• **What the task asks**
Please count how many lines in the records below contain the word "photo", and reply with only that number.

Stored data entries
----
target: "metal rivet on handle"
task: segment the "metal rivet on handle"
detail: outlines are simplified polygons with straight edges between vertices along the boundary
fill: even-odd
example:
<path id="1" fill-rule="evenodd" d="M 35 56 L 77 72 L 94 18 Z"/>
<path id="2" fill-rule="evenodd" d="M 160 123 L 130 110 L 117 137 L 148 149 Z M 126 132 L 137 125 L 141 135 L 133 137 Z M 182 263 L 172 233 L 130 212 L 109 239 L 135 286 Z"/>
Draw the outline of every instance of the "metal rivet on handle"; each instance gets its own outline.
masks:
----
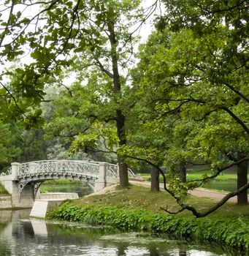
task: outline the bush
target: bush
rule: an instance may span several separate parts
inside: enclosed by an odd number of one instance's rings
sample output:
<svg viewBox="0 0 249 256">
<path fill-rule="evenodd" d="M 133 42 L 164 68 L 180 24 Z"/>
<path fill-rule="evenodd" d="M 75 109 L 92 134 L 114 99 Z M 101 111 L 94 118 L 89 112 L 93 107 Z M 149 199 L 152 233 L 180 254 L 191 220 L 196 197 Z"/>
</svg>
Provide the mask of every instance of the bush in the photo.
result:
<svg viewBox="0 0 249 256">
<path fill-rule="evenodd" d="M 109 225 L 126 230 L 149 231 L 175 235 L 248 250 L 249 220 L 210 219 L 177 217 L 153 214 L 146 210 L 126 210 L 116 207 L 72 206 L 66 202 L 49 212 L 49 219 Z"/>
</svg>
----
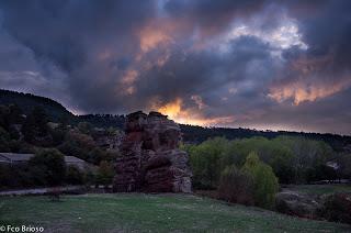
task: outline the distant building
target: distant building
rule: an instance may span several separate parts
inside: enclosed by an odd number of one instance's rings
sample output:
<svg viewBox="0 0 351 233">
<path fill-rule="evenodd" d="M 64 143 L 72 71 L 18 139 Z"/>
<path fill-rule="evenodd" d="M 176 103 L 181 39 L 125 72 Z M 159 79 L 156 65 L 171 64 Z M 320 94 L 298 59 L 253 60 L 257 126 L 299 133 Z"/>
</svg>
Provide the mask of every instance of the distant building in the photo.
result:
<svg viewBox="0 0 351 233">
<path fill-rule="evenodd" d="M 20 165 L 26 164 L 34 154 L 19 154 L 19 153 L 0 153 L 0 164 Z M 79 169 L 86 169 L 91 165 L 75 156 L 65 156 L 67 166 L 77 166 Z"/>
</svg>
----
• **Written response**
2